> DESCRIPTION OF THE TASK: Copy out the data so that nothing differs from the original.

> INPUT RECORDS:
————————
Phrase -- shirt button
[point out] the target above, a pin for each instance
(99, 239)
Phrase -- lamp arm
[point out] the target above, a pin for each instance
————————
> COMPLETED TASK:
Phrase -- shirt button
[point out] the target above, a pin for each instance
(99, 239)
Phrase -- lamp arm
[point out] the target above, a pin for each instance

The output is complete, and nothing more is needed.